**Data to use:**
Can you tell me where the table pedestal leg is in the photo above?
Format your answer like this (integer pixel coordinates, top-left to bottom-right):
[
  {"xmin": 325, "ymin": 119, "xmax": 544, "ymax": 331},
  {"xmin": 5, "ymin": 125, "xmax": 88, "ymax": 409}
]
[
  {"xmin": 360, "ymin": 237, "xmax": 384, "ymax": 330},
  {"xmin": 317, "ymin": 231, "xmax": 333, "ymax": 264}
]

**Problem statement:**
Faithfully write out the entire listing, line by line.

**Response to this task:**
Can you tell me where the table pedestal leg is in the photo above?
Format your answer like this (integer pixel coordinates, top-left to bottom-right):
[
  {"xmin": 325, "ymin": 119, "xmax": 544, "ymax": 331},
  {"xmin": 5, "ymin": 125, "xmax": 88, "ymax": 409}
]
[
  {"xmin": 360, "ymin": 237, "xmax": 384, "ymax": 330},
  {"xmin": 317, "ymin": 231, "xmax": 333, "ymax": 264}
]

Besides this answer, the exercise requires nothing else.